Start of Excerpted passage

Force Among Finalists For AARWBA 'Newsmaker of the Half-Century' Award POMONA, Calif. -- John Force, 13 times the NHRA Funny Car Champion, was one of three drag racing giants among the12 nominees for the American Auto Racing Writers and ...
Force Among Finalists For AARWBA 'Newsmaker of the Half-Century' Award
POMONA, Calif. -- John Force, 13 times the NHRA Funny Car Champion, was one of three drag racing giants among the12 nominees for the American Auto Racing Writers and Broadcasters Association's "Newsmaker of the Half-Century Award," the cornerstone of the organization's 50th Anniversary Celebration.
The 12 nominees for the award were introduced during the AARWBA's 35th annual All-America Team dinner Saturday (Jan. 15) at the Sheraton Fairplex hotel by AARWBA president Dusty Brandel and 50th Anniversary Celebration chairman Michael Knight. The AARWBA is the oldest and largest organization of motorsports media professionals.

End of Excerpted passage
Start of Recorded information

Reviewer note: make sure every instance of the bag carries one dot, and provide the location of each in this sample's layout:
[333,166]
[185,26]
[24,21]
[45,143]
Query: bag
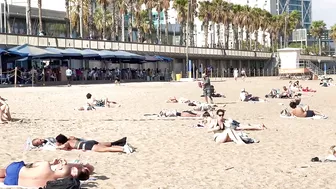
[66,183]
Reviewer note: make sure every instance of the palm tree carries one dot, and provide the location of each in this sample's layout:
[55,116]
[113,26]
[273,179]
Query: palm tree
[166,6]
[39,5]
[101,23]
[333,34]
[317,29]
[90,18]
[67,17]
[28,12]
[181,6]
[205,16]
[104,4]
[159,8]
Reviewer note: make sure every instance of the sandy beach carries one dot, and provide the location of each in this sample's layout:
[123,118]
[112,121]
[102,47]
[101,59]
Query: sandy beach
[173,154]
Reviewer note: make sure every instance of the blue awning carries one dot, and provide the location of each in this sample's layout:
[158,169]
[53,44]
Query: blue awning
[128,55]
[104,54]
[163,58]
[34,52]
[85,54]
[65,53]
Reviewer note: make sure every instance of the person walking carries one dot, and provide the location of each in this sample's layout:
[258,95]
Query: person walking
[207,88]
[68,73]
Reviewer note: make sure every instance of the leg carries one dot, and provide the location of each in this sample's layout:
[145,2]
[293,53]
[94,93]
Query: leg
[255,127]
[101,148]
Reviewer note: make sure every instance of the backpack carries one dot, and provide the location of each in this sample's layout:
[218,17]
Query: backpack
[66,183]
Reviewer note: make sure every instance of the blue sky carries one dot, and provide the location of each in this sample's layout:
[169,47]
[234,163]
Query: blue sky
[324,10]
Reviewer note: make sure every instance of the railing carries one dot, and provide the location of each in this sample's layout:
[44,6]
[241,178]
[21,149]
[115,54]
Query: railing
[144,48]
[314,69]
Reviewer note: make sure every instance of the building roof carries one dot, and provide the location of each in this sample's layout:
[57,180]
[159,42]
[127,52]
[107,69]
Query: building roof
[20,11]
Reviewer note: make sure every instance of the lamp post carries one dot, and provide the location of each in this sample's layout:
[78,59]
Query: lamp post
[188,65]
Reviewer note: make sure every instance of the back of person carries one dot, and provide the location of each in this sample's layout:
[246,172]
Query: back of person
[36,176]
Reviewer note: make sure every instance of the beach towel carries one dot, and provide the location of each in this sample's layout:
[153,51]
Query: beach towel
[49,145]
[314,117]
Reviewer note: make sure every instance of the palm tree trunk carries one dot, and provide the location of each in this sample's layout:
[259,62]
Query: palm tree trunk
[114,30]
[206,33]
[150,39]
[166,28]
[104,21]
[67,15]
[218,33]
[123,27]
[90,19]
[28,17]
[130,28]
[158,28]
[39,4]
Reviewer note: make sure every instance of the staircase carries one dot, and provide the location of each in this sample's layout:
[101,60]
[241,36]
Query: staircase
[314,69]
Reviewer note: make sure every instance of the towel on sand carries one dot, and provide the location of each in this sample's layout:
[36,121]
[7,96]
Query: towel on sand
[314,117]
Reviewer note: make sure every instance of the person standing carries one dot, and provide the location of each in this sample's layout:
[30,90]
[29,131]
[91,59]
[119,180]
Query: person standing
[68,73]
[207,88]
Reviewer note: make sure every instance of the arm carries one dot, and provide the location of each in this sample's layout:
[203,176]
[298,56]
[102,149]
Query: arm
[65,146]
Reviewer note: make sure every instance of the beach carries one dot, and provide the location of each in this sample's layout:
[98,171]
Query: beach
[173,154]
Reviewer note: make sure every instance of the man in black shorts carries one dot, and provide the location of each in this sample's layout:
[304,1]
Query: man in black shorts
[71,143]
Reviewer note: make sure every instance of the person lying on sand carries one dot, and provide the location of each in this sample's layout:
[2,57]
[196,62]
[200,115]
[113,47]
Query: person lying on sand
[299,111]
[64,143]
[91,103]
[38,142]
[245,96]
[37,174]
[224,134]
[218,124]
[5,116]
[175,113]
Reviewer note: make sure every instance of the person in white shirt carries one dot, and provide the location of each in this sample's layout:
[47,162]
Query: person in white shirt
[68,73]
[235,74]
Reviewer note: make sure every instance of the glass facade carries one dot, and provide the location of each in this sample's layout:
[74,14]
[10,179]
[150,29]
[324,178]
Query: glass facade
[302,6]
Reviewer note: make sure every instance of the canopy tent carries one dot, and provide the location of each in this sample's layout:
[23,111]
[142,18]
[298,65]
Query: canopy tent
[104,54]
[128,55]
[163,58]
[151,59]
[32,52]
[85,54]
[65,54]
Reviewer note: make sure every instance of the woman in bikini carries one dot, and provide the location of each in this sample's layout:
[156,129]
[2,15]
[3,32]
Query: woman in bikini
[225,130]
[5,116]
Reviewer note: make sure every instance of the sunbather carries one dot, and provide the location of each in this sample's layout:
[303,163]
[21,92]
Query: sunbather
[219,124]
[39,142]
[64,143]
[224,134]
[299,111]
[5,116]
[37,174]
[245,96]
[91,103]
[175,113]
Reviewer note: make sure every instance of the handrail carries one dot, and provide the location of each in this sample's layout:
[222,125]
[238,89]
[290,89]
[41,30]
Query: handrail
[144,48]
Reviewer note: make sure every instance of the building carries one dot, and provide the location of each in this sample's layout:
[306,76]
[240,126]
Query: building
[54,22]
[302,6]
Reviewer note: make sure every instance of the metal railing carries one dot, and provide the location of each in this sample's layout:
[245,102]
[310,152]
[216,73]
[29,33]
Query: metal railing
[144,48]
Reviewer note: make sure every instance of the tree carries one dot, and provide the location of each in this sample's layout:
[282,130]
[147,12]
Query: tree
[205,16]
[317,29]
[333,35]
[39,5]
[104,4]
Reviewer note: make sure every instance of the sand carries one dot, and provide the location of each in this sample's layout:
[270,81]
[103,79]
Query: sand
[172,154]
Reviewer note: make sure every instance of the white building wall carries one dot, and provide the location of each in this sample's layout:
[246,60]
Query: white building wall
[58,5]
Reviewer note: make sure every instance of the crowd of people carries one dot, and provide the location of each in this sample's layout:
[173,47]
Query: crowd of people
[224,130]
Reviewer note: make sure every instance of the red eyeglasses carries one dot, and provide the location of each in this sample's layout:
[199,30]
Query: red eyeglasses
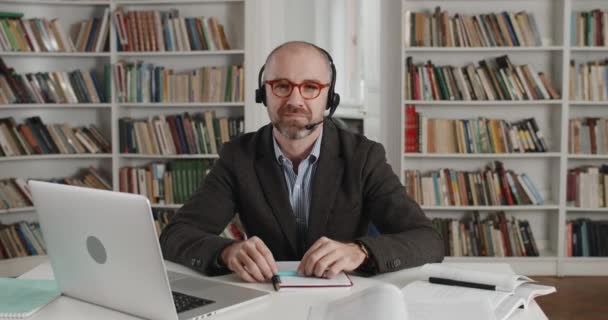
[283,88]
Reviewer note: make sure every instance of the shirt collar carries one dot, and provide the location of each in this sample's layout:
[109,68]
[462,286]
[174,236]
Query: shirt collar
[314,153]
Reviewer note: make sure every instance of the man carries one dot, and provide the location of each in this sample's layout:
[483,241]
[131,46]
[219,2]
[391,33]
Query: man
[304,190]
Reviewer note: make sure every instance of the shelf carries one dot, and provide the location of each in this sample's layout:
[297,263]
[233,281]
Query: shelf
[589,49]
[483,49]
[56,106]
[131,2]
[491,208]
[166,206]
[181,104]
[55,54]
[58,157]
[60,2]
[17,266]
[586,259]
[176,156]
[588,156]
[483,103]
[575,209]
[180,53]
[579,103]
[529,155]
[17,210]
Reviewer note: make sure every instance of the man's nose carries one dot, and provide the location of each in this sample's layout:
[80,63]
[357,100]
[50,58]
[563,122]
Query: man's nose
[296,98]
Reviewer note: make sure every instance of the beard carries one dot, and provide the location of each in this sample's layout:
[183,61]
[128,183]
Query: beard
[290,127]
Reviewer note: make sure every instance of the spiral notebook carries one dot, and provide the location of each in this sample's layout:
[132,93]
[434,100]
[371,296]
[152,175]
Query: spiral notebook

End of Recorded information

To be done:
a: In the article on the AARWBA award nominees, how is the "Newsmaker of the Half-Century Award" connected to the organization's 50th Anniversary Celebration? Answer in one to three sentences.
b: Carry on the article about John Force and the AARWBA award from the point where it stops.

Written responses:
a: The award is the cornerstone of the AARWBA's 50th Anniversary Celebration. Its 12 nominees were introduced at the AARWBA's 35th annual All-America Team dinner by the association's president, Dusty Brandel, and by Michael Knight, the chairman of the 50th Anniversary Celebration.

b:
In addition to Force, winner of a record 114 NHRA national events and an amazing 10 consecutive championships (1993-2002), other "Newsmaker" finalists included Kenny Bernstein, a seven-time NHRA series champion and owner of cars that won on the CART and NASCAR circuits, and NHRA founder Wally Parks.
The nominees were selected by AARWBA's Board of Directors from an original list of 50 newsmakers. The full AARWBA membership will vote for one of the 12 as Newsmaker of the Half-Century and the winner will be announced at a public ceremony in the days leading up to the 89th Indianapolis 500 at the Indianapolis Motor Speedway..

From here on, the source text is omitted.